The component of EC coupling activated by these agents was identified as the VSRM by its electrophysiological and pharmacological properties. Responses that appeared in the presence of calmodulin or 8-bromo-cAMP exhibited half-inactivation voltages typical of the VSRM (approximately 50 mV) were resistant to blockade of I_Ca-L by Cd²⁺ and were inhibited by tetracaine (22, 96). Furthermore, the presence of either 8-bromo-cAMP or calmodulin in the intracellular solution resulted in sigmoidal contraction-voltage (Fig. 9) or Ca²⁺ transient-voltage relations (22, 96). Activation of the VSRM by either agent also increased the maximum amplitude of contractions or Ca²⁺ transients at membrane potentials corresponding to the overshoot and plateau of the action potential. Thus the component of EC coupling supported by 8-bromo-cAMP or calmodulin had characteristics identical to the VSRM in myocytes studied with high-resistance microelectrodes.

• [Questions]
(1) Decide whether each statement agrees with the VSRM passage, answering yes or no and quoting the words that settle it: (a) responses seen with calmodulin were inhibited by tetracaine; (b) responses seen with 8-bromo-cAMP were blocked by Cd²⁺; (c) activating the VSRM with either agent lowered the maximum amplitude of contractions.
(2) According to the VSRM passage, what shape did the contraction-voltage relations take when 8-bromo-cAMP or calmodulin was in the intracellular solution?
The rows have nothing to do with the VSRM passage.

• [Data for analysis]
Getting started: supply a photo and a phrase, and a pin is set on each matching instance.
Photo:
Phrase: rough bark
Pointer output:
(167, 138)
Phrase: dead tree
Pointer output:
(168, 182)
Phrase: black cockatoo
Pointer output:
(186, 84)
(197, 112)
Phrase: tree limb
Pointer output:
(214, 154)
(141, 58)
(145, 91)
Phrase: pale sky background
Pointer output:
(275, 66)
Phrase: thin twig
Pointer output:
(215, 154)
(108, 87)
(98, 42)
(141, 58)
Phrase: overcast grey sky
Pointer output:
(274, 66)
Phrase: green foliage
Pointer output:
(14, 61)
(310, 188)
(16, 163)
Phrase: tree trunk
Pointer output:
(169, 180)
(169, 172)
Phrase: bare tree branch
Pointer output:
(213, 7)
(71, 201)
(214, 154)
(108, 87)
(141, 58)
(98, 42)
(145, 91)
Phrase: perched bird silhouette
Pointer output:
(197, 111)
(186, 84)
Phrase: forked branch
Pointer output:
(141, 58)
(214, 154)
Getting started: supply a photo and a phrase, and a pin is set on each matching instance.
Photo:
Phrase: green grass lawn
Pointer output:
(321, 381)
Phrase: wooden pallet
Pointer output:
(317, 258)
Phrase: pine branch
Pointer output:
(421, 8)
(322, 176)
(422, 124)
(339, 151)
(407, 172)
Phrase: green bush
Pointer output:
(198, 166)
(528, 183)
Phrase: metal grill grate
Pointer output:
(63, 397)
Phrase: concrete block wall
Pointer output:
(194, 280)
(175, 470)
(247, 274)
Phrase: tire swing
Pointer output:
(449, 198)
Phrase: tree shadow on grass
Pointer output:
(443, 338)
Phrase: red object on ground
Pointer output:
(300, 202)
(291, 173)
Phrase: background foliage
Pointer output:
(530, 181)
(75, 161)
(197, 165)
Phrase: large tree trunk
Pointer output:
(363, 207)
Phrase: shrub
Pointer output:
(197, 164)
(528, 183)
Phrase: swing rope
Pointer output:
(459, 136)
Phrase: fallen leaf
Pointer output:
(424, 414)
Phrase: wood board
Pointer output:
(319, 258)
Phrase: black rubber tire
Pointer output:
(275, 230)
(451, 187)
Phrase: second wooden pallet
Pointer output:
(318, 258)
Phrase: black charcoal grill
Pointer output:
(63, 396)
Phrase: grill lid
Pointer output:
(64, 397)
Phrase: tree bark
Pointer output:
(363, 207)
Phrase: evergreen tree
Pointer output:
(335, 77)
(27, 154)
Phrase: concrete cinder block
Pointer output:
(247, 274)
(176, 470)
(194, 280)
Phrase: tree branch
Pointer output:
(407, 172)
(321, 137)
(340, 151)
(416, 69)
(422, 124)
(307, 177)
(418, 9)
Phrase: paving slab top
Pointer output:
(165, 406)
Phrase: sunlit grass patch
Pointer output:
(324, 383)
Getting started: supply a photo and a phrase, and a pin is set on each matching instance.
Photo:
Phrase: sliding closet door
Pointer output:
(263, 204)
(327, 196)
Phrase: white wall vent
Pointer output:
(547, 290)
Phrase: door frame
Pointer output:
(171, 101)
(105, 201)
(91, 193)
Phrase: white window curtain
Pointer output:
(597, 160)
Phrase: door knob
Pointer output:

• [Answer set]
(1)
(a) Yes: "were inhibited by tetracaine"
(b) No: "were resistant to blockade of I_Ca-L by Cd²⁺"
(c) No: "also increased the maximum amplitude of contractions or Ca²⁺ transients"

(2) They were sigmoidal.